━━━━━ SUPPLIED MATERIAL
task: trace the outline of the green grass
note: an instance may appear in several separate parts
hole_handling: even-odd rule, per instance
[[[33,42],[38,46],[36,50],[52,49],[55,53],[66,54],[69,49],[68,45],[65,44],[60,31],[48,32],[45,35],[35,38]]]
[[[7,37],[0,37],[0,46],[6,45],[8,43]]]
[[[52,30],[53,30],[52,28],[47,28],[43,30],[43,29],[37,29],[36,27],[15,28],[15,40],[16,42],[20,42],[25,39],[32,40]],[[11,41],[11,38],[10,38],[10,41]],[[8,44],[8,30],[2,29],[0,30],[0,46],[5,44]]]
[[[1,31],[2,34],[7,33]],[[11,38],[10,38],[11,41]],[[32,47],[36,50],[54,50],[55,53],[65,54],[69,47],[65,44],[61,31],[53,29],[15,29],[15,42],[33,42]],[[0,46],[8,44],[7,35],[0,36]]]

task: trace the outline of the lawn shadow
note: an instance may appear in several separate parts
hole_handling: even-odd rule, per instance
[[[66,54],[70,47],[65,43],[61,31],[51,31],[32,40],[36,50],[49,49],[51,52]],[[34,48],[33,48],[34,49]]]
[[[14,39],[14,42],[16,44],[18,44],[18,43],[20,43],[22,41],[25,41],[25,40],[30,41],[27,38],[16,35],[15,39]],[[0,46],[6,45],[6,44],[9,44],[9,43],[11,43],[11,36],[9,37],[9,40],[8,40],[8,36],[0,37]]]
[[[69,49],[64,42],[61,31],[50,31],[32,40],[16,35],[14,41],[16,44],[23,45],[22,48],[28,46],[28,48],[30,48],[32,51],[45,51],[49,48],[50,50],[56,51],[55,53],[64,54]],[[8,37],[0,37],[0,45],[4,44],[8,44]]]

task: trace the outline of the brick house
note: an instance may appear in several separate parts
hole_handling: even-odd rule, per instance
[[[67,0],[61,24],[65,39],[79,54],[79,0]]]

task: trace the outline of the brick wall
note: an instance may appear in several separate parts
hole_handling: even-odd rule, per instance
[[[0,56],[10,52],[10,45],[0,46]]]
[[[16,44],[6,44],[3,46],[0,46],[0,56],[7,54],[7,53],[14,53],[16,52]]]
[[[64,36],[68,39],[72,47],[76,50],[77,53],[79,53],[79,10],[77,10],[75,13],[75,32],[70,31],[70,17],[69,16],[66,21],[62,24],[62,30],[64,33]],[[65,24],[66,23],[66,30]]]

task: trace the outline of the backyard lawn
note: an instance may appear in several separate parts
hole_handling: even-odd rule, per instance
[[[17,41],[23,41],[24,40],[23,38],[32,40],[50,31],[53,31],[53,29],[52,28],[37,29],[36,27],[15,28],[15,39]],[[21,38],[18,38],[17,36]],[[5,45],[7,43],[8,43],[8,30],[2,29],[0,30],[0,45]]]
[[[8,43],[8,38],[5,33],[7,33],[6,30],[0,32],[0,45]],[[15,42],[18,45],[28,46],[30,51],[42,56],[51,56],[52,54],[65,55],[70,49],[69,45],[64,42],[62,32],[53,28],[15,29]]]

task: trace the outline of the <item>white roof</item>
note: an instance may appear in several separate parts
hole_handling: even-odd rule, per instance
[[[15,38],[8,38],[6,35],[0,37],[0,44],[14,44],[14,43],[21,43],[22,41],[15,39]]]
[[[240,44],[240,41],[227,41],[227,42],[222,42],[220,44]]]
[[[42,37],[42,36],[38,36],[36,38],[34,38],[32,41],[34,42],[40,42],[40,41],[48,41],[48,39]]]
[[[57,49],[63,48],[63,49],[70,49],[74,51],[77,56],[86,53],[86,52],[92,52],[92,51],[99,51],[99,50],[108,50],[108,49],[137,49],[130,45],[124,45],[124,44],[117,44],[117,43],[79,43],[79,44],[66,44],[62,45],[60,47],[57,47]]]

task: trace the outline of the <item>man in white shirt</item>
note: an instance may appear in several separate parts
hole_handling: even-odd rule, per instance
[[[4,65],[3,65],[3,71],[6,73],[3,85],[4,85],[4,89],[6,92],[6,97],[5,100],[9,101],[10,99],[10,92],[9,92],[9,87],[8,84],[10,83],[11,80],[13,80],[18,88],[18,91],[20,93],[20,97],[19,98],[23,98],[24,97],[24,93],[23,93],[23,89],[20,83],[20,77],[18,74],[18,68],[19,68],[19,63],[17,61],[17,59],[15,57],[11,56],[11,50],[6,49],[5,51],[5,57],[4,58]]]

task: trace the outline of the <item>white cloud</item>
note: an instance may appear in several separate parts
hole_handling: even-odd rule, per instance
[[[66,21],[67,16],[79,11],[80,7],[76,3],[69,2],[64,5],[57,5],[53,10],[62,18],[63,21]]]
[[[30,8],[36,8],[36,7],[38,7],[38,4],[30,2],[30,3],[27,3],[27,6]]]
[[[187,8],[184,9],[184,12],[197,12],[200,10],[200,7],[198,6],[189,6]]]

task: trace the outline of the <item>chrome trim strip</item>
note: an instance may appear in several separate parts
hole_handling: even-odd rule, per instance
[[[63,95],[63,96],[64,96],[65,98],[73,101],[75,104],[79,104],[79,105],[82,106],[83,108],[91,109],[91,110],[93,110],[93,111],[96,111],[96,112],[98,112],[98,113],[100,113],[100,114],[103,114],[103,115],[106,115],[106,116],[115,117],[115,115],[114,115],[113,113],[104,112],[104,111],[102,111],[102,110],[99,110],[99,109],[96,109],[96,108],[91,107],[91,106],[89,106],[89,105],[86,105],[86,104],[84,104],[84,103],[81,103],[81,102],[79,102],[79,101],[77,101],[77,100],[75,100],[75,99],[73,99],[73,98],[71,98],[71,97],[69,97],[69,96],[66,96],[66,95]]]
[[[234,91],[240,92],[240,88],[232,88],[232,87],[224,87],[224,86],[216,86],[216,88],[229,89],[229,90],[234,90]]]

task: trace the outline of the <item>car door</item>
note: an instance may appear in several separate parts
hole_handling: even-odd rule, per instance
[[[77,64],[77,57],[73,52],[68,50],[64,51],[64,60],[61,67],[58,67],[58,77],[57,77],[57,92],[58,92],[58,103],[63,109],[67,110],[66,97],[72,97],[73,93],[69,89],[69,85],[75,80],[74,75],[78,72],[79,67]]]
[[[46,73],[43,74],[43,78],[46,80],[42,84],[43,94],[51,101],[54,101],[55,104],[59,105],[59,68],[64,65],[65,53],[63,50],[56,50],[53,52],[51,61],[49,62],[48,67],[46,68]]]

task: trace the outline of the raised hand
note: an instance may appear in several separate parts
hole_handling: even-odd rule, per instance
━━━━━━━━━━
◆ WHAT YOU WILL DO
Write the number of lines above that contain the string "trace", and nothing besides.

◆ WRITTEN RESPONSE
11